**RECORD EXTRACTS**
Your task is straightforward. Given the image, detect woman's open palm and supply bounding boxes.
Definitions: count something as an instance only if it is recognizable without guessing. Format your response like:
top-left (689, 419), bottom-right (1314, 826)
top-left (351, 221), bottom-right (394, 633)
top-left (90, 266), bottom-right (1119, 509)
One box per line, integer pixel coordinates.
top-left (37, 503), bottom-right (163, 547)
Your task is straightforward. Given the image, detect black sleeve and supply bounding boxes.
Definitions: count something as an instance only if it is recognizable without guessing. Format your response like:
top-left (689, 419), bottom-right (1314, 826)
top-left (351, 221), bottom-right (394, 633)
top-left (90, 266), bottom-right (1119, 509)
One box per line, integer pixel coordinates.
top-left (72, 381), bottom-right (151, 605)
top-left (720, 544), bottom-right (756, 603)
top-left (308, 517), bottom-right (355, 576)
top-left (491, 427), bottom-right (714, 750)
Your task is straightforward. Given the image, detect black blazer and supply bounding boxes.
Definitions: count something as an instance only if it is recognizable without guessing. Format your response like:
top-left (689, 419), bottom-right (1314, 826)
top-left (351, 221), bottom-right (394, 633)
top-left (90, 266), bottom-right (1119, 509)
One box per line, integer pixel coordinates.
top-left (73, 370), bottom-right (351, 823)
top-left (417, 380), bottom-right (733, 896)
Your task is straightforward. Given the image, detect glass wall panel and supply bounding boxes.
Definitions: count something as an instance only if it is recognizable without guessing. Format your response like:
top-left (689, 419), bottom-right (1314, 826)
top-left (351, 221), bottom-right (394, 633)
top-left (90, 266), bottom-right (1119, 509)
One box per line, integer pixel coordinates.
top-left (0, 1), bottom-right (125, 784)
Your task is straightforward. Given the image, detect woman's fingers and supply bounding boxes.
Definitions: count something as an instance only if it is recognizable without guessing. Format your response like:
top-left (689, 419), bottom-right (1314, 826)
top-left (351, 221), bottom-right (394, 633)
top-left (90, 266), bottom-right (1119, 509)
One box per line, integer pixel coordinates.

**WORK TO DO**
Rewrite the listing above with every "integer" replaced by "whole-number", leaving everything else unchanged.

**FINAL RESULT**
Your task is straightforward. Given the image, detect woman's open palm and supply bounding boxes.
Definitions: count something as an instance only if it is recognizable without guessing. Format your response like:
top-left (689, 419), bottom-right (1314, 826)
top-left (351, 221), bottom-right (394, 633)
top-left (90, 266), bottom-right (1119, 509)
One box per line, whole-number pixel coordinates.
top-left (37, 503), bottom-right (163, 547)
Your task is straightforward. Given the image, detect black sleeve and supply bounding boxes.
Definitions: count something as an instance only if it is recognizable without guessing. Format your response like:
top-left (689, 419), bottom-right (1314, 826)
top-left (351, 221), bottom-right (394, 633)
top-left (90, 266), bottom-right (1119, 509)
One box per line, whole-number pixel coordinates.
top-left (72, 381), bottom-right (151, 605)
top-left (720, 544), bottom-right (756, 603)
top-left (308, 517), bottom-right (355, 576)
top-left (491, 427), bottom-right (714, 750)
Your task is straightforward. Given the image, detect black blazer and supply bounding boxes.
Definitions: count something as an instance only if it is recognizable without guessing. Format your response like:
top-left (689, 419), bottom-right (1314, 826)
top-left (351, 221), bottom-right (394, 633)
top-left (90, 266), bottom-right (1119, 509)
One box per line, whole-number pixel coordinates.
top-left (73, 370), bottom-right (351, 823)
top-left (417, 380), bottom-right (733, 896)
Your task is straightforward. Given the image, detect glass wall panel and supply bounding boxes.
Definitions: count something as an instance only if it is recognizable without guessing. Format your response like:
top-left (689, 419), bottom-right (1314, 826)
top-left (351, 221), bottom-right (394, 633)
top-left (90, 266), bottom-right (1119, 509)
One box per line, whole-number pixel coordinates.
top-left (0, 1), bottom-right (125, 784)
Your task is straightforward. Given the image, detect woman's fingers and supply bounding boxes.
Definitions: count something as an instance only if it is recognizable without guessing. Format your response like:
top-left (689, 419), bottom-right (1314, 826)
top-left (351, 221), bottom-right (394, 633)
top-left (90, 266), bottom-right (1119, 509)
One box per line, whole-number pixel coordinates.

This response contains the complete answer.